■ Requirement ■
Once the line containing "Target: dark dried fruit piece" is found in the records below, return it and each following line exactly, up to and including the line containing "Target: rectangular loaf of bread", and nothing else.

++++ Data section ++++

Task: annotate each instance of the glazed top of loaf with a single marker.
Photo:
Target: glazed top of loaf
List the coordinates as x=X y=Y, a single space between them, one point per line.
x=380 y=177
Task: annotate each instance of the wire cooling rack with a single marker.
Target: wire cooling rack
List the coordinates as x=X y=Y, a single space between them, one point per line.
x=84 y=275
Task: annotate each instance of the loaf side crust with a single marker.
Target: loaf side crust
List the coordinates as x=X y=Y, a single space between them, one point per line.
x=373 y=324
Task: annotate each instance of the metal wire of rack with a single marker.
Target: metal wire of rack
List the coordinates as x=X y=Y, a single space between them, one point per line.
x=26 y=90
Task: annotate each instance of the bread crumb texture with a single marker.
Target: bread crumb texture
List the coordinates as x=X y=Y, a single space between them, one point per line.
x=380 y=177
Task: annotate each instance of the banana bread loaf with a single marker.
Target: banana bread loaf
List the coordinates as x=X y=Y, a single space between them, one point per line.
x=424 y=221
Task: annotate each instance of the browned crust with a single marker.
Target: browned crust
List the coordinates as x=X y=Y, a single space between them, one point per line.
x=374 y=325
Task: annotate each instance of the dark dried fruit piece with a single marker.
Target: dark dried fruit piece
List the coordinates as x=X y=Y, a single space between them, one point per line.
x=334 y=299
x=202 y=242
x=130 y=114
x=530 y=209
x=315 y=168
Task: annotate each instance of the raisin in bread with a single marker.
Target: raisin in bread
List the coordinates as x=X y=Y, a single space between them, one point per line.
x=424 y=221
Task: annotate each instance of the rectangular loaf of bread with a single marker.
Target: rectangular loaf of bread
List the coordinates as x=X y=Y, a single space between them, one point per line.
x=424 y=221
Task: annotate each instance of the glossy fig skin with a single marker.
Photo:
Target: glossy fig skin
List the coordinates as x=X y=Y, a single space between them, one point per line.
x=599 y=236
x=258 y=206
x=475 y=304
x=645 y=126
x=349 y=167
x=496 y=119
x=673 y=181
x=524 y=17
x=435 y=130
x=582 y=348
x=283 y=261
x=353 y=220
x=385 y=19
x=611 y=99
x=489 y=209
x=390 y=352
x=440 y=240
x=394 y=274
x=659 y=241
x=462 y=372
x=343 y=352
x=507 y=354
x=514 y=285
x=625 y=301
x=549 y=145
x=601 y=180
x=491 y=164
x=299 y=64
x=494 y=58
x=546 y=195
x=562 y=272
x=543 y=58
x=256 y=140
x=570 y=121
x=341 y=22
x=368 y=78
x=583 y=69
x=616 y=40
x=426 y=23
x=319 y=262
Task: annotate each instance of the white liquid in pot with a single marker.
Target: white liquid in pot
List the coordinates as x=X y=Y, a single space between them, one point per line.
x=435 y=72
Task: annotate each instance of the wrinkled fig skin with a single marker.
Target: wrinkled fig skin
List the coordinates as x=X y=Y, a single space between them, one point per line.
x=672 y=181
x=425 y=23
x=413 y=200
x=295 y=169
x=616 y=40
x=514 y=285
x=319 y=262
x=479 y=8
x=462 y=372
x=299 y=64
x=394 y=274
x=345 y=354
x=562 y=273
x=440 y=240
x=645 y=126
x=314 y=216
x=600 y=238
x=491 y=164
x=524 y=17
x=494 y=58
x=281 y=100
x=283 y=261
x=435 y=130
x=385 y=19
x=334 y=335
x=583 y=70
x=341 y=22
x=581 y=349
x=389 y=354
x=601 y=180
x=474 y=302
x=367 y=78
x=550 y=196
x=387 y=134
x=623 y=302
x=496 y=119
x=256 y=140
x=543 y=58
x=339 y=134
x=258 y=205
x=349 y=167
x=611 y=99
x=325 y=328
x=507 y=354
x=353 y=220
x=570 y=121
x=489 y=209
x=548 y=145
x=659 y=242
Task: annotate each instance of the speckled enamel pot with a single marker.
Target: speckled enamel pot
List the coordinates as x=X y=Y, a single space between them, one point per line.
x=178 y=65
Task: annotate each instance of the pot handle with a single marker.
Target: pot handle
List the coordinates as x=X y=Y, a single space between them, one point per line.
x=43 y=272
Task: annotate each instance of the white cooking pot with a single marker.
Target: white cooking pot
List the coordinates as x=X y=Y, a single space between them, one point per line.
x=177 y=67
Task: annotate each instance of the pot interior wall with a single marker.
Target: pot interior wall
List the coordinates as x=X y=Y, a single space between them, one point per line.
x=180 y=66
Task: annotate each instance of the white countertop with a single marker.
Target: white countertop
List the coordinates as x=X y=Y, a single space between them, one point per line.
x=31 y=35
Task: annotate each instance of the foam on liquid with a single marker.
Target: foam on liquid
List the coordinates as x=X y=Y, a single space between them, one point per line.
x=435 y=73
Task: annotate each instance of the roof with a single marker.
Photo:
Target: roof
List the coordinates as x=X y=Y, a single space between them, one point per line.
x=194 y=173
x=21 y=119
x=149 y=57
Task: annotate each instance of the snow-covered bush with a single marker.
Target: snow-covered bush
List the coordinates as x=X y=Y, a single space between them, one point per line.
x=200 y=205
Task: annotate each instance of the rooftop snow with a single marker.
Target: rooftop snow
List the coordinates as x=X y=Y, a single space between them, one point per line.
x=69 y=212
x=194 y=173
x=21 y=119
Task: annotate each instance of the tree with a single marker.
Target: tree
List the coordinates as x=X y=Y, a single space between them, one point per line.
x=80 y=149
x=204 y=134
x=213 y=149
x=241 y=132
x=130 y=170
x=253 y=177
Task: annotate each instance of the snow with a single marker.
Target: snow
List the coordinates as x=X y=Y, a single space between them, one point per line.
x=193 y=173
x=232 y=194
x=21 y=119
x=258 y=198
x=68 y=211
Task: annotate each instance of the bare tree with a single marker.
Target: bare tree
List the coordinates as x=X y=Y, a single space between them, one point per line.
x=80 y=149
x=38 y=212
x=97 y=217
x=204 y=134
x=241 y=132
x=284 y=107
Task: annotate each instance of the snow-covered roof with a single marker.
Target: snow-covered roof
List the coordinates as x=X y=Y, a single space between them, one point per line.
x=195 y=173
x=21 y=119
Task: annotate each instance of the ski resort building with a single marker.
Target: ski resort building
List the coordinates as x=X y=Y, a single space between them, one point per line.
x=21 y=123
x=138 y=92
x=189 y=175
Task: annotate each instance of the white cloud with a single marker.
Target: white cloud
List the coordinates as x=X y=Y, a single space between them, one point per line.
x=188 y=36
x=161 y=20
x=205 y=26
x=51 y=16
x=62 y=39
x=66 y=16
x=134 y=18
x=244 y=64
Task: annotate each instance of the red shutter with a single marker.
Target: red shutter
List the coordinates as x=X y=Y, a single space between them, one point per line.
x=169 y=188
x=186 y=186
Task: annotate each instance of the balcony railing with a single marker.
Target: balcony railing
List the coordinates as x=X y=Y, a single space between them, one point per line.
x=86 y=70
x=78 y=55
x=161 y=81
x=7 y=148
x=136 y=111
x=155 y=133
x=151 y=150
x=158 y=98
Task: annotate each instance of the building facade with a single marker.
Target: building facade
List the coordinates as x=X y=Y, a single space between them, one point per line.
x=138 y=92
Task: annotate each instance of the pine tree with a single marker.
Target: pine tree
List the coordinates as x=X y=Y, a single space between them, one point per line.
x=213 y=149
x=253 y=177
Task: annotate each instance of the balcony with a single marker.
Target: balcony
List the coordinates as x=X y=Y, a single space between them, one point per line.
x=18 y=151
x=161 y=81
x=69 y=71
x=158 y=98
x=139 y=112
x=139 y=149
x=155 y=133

++++

■ Response to this task ■
Target: dark dried fruit piece
List the coordinates as x=X y=Y, a single space between them, one point per line.
x=334 y=299
x=202 y=242
x=130 y=114
x=530 y=209
x=315 y=168
Task: annotate each instance of the raisin in bread with a single marker.
Target: raisin in bread
List the coordinates as x=X y=Y, a single space between them, one point per line.
x=424 y=221
Task: annotate each instance of the rectangular loaf of bread with a single marker.
Target: rectangular loaf of bread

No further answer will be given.